→ Aim
Rewrite the stretch from the line containing "Could you identify the rooftop" through the end of the entries, replacing "single dot" with "single marker" and leaving everything else unchanged.

Location identification entries:
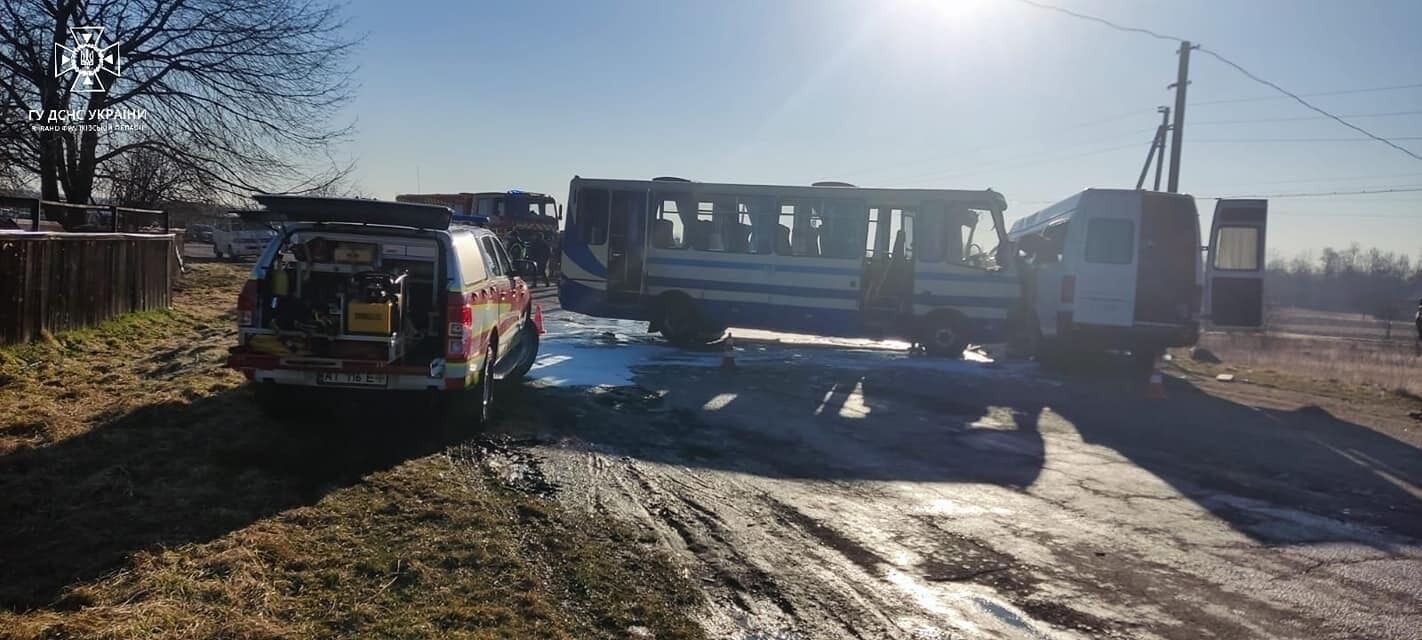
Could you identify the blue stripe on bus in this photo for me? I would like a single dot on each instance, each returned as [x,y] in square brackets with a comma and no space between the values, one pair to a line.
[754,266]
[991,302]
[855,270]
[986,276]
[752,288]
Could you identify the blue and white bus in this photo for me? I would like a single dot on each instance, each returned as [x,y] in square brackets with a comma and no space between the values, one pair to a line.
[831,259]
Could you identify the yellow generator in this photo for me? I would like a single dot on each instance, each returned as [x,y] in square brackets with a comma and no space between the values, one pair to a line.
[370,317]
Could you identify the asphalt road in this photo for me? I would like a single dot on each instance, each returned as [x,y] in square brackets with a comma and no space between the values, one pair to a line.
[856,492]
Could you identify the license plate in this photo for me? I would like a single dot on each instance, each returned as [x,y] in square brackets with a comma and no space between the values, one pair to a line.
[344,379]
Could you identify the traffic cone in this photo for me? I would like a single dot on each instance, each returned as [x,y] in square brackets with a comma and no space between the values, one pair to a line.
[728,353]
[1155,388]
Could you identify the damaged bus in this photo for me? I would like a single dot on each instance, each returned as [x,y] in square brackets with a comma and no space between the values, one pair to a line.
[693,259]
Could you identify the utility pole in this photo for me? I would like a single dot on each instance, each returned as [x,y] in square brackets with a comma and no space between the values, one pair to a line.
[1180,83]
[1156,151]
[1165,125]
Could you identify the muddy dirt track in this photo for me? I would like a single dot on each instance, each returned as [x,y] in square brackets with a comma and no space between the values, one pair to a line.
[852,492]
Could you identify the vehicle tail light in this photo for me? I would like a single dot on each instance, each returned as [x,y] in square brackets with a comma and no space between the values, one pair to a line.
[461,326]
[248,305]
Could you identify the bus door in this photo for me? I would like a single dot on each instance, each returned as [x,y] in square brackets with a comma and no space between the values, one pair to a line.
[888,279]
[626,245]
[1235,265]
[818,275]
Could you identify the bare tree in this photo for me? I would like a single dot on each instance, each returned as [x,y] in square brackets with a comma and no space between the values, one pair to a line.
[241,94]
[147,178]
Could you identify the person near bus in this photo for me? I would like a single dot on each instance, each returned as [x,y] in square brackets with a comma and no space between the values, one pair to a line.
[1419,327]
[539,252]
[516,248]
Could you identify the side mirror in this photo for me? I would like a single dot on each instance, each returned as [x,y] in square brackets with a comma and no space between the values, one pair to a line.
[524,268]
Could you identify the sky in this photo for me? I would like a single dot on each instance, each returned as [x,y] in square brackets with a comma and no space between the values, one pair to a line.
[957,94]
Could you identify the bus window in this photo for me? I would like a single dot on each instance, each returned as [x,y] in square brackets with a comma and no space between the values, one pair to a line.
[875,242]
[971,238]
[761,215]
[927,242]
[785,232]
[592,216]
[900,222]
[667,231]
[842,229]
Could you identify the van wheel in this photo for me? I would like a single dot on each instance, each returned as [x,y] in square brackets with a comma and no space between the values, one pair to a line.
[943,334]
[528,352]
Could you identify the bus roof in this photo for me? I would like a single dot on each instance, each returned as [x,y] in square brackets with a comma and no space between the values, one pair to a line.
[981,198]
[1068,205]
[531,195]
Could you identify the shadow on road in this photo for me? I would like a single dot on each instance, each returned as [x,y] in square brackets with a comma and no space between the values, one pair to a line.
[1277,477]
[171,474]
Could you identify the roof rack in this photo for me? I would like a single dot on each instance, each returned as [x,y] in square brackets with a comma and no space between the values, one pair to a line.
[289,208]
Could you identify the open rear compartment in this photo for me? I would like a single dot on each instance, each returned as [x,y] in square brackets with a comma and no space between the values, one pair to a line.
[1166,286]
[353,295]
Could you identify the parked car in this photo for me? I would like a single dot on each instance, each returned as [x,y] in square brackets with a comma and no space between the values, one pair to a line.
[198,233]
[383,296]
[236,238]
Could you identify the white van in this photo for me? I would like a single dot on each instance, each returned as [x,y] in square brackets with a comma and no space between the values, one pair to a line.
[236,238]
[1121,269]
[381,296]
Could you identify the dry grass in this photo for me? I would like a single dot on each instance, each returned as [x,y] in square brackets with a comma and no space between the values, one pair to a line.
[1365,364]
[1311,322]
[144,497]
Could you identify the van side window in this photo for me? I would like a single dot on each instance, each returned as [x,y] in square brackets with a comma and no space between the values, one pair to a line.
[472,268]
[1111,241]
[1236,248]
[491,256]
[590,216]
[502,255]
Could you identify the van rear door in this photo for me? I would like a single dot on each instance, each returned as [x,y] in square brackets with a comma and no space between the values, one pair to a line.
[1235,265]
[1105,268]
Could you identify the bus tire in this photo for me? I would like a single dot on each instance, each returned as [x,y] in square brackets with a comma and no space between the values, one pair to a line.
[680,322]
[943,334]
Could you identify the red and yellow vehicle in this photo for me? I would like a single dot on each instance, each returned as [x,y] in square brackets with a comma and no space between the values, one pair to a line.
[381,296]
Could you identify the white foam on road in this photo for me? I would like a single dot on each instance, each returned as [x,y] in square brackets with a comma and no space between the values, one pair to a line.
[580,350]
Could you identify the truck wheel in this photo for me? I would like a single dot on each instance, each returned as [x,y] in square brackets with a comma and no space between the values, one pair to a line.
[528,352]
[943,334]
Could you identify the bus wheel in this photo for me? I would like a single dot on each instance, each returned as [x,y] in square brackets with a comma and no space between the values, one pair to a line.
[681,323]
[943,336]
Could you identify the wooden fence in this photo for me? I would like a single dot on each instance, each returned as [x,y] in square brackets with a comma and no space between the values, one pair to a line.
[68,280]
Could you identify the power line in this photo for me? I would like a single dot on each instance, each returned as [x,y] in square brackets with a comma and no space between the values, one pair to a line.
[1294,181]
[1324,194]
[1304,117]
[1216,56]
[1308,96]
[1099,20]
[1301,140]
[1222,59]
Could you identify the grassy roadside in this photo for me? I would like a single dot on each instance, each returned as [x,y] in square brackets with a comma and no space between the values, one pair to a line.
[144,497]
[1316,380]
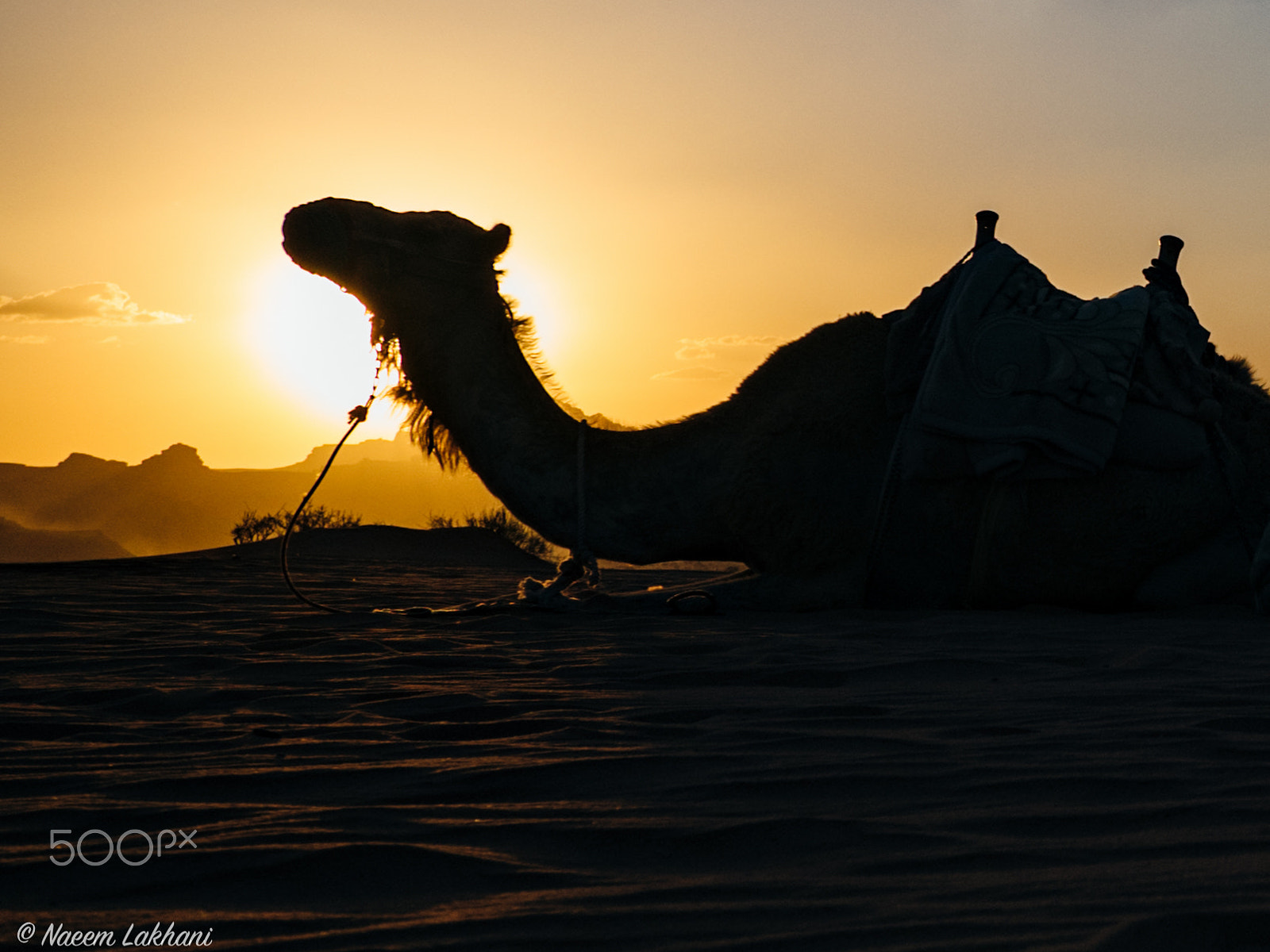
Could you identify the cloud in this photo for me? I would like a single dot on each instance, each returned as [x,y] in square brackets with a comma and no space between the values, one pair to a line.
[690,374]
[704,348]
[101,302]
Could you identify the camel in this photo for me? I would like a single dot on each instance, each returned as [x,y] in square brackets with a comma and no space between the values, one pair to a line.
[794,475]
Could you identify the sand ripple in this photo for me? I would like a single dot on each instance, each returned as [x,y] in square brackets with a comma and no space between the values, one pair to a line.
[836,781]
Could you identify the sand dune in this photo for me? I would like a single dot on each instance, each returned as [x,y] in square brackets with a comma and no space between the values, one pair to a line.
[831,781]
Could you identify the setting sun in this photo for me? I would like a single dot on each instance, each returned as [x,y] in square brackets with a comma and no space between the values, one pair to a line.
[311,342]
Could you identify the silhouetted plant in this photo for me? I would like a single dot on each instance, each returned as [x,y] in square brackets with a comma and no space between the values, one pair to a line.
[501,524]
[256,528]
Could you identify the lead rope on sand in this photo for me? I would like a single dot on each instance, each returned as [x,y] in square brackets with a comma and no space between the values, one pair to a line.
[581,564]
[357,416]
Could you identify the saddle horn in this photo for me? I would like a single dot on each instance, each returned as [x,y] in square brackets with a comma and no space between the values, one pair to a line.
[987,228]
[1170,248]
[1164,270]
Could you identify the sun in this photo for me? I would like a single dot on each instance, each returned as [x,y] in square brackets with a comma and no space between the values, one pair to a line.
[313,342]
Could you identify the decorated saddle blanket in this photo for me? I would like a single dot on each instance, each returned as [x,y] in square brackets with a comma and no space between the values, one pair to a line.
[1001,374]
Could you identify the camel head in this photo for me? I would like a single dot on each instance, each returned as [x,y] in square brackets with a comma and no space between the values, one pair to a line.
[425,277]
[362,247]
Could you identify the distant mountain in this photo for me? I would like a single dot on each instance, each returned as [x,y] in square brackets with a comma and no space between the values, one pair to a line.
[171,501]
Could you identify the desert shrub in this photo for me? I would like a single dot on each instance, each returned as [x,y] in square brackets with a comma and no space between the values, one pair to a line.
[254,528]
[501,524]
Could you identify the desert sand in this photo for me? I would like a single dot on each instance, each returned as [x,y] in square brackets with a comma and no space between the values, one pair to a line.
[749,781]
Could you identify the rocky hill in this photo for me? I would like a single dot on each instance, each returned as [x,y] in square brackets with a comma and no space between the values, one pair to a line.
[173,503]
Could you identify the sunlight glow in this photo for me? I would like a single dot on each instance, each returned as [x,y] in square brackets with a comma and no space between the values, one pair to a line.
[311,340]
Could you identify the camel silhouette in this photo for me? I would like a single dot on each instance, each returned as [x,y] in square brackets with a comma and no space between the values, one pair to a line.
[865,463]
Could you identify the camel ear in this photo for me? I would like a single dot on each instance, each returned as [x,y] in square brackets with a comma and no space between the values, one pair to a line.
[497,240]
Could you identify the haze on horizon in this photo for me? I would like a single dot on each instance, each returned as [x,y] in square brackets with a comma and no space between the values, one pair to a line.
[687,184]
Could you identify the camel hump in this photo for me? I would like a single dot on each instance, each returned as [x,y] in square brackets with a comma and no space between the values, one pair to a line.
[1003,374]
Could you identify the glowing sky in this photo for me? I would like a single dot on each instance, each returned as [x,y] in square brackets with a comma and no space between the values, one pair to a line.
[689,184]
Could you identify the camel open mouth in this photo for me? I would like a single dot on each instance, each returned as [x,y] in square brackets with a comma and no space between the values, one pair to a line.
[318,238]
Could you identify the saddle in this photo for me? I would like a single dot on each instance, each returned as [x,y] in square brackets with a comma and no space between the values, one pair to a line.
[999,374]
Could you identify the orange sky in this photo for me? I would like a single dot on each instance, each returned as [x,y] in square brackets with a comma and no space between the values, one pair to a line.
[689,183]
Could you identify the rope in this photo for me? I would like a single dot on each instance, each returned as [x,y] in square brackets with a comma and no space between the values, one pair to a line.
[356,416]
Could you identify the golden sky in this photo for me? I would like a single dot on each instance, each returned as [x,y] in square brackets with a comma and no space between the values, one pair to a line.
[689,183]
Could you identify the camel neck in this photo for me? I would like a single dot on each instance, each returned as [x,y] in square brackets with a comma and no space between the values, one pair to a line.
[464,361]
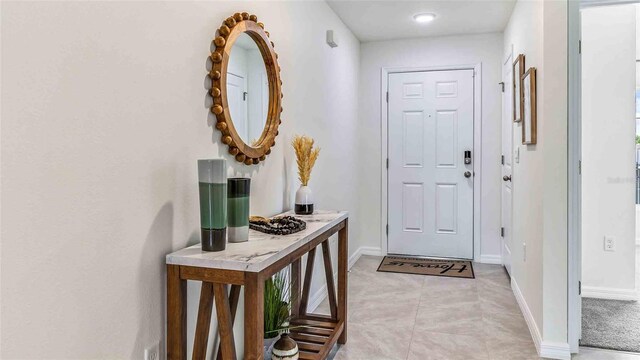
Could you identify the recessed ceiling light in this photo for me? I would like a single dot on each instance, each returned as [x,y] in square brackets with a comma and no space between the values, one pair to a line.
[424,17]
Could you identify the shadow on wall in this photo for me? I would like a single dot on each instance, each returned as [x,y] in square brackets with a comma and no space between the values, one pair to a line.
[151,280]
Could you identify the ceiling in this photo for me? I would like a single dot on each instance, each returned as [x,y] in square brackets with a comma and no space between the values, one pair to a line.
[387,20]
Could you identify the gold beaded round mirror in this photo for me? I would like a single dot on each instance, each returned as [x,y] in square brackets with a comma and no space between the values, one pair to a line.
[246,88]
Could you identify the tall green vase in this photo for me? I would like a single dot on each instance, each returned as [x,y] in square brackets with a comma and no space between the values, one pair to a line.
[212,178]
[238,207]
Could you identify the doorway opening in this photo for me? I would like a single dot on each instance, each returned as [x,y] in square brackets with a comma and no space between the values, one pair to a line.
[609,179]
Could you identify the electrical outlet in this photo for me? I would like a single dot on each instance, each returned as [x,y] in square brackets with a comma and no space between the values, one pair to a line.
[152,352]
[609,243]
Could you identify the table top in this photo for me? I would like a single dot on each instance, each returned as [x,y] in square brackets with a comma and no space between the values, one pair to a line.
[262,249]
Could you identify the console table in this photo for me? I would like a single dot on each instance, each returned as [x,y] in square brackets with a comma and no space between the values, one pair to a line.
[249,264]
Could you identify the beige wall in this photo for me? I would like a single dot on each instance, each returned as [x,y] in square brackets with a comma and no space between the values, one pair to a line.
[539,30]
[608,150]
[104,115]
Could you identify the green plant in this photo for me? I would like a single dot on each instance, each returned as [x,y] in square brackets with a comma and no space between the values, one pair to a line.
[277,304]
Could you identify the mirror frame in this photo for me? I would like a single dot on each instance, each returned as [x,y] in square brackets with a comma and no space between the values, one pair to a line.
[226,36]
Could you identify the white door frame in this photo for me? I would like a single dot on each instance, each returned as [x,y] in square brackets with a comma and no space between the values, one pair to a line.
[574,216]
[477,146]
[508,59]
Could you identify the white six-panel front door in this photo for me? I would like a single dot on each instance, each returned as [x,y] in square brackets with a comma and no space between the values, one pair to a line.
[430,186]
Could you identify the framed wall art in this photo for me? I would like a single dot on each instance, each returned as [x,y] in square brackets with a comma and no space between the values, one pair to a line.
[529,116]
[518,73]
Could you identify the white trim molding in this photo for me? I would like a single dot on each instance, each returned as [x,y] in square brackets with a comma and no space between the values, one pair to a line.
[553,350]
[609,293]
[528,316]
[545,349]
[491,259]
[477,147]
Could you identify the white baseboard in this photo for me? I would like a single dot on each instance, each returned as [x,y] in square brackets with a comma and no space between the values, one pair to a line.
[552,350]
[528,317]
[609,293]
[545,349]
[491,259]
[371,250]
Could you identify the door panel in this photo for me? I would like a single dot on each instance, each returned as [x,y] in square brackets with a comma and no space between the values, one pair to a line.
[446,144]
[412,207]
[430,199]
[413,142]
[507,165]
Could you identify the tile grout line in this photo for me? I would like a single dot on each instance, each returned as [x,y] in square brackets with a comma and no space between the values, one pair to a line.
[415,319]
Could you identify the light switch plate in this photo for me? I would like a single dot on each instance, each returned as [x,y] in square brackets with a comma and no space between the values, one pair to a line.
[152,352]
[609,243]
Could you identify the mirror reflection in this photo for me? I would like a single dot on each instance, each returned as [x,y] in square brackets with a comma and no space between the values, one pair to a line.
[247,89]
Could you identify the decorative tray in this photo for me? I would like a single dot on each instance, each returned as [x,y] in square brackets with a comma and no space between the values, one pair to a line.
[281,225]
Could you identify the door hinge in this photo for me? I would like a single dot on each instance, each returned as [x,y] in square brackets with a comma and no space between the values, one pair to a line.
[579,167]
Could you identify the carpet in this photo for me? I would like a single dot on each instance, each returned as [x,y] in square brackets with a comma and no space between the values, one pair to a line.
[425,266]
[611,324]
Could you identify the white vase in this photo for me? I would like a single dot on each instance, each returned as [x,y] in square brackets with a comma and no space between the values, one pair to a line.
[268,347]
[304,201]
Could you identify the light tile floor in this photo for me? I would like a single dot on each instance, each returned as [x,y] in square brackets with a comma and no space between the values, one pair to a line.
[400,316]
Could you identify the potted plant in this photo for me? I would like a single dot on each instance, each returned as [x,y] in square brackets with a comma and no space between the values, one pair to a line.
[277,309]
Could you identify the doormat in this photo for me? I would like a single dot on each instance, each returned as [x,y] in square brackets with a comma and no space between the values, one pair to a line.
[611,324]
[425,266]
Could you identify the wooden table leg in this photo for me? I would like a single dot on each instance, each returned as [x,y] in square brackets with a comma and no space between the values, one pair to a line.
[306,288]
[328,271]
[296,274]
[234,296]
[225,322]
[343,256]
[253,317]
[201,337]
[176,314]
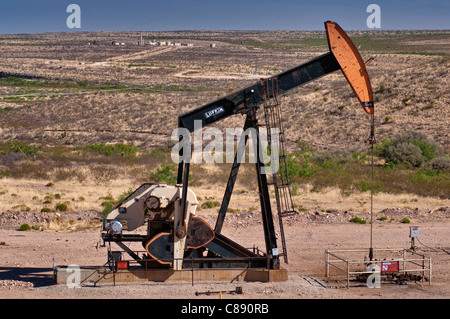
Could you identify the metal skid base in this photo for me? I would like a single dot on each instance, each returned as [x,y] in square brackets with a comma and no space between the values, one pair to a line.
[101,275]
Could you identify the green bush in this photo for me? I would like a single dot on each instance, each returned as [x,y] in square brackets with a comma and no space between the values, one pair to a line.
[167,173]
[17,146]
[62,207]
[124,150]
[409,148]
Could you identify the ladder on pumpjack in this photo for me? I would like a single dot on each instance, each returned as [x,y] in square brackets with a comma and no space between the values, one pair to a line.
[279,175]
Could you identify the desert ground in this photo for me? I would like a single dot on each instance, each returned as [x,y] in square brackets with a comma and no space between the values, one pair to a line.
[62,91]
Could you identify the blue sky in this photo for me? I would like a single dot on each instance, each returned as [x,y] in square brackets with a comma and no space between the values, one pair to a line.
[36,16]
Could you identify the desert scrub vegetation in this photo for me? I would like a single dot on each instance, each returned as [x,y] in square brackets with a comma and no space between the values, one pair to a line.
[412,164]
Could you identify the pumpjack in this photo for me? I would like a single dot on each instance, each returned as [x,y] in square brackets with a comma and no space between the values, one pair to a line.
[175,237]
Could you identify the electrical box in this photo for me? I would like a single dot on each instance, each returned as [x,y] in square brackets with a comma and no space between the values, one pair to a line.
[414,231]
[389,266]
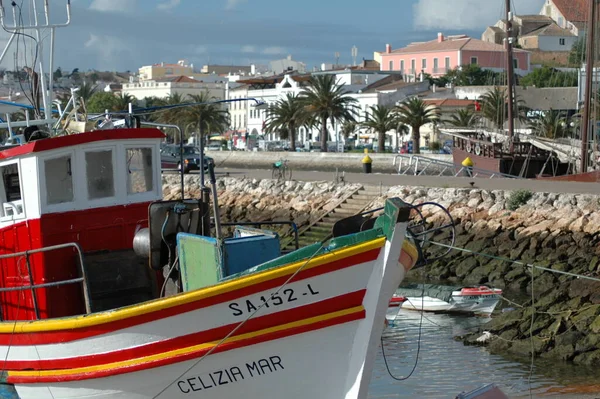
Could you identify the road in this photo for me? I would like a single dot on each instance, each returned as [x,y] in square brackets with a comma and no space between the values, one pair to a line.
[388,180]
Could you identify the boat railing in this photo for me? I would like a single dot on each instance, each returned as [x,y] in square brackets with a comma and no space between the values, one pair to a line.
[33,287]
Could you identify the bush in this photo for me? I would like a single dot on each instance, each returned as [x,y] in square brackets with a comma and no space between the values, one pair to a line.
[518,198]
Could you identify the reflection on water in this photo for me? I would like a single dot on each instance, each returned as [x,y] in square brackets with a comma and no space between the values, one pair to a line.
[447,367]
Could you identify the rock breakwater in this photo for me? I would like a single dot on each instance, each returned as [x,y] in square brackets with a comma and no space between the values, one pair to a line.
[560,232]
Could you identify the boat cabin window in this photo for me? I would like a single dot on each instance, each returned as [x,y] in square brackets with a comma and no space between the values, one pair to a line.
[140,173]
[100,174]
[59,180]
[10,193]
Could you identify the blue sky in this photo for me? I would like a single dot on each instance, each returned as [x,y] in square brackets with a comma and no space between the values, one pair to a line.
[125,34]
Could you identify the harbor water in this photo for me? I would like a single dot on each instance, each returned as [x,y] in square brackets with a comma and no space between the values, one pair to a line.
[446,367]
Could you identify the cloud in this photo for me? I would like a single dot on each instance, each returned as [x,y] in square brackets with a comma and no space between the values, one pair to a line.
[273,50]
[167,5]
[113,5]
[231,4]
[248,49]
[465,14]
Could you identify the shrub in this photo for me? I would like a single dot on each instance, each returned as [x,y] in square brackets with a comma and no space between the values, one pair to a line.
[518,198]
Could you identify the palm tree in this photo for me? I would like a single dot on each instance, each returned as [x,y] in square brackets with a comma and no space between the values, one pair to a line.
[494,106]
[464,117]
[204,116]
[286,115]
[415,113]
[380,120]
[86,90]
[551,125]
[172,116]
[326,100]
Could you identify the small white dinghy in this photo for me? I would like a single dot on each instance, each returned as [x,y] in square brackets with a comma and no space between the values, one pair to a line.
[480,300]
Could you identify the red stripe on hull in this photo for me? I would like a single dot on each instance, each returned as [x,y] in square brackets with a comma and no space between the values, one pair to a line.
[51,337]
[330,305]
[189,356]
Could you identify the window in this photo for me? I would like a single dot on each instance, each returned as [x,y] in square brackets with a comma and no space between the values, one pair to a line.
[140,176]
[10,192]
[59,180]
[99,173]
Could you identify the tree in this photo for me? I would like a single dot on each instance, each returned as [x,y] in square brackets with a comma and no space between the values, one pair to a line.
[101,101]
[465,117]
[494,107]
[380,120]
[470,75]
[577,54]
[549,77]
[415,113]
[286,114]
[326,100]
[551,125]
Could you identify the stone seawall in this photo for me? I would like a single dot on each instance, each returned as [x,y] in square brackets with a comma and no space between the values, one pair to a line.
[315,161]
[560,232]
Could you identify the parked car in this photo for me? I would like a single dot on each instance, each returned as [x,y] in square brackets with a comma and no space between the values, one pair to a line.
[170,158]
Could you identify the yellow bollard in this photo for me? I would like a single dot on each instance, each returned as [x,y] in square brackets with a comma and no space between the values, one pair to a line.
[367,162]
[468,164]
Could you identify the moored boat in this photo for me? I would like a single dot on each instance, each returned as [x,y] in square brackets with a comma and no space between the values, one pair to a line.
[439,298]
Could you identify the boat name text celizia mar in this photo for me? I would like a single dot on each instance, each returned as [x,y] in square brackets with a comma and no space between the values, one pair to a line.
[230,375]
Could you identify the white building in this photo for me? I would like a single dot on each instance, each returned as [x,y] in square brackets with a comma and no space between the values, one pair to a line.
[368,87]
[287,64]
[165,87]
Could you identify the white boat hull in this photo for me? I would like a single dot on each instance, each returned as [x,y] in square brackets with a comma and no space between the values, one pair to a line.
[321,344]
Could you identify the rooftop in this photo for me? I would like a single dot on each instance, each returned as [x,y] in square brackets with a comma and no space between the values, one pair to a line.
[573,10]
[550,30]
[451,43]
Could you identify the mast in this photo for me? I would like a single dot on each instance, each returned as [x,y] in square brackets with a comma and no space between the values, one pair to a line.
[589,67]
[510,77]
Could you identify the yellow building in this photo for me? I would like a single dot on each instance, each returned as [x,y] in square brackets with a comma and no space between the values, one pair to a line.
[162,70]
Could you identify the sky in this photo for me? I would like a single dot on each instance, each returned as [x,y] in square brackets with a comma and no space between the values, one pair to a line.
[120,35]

→ Output for this task
Could you identify the rooftop in this photo for me? I would like a single marker on each instance, each returned as [x,y] in square brackets with a comma and no space between the values, one pair to a line.
[573,10]
[550,30]
[451,43]
Could you identify the mast in this photo for me? I would like a single marker on each instance, each returned as [x,y] in square brackets with a comma and no space between the values, one pair to a line.
[589,67]
[510,77]
Could you identify the yellow building in this photo for me? I would like a single marker on each instance, each returned as [x,y] in square brackets with a comma and no space between the values, one pair to a line.
[162,70]
Could you identify the sky in this photo for me? I would like a single marker on each instance, each returned as [x,y] in square brackets with a comma and no space between the values, one pair to a line.
[120,35]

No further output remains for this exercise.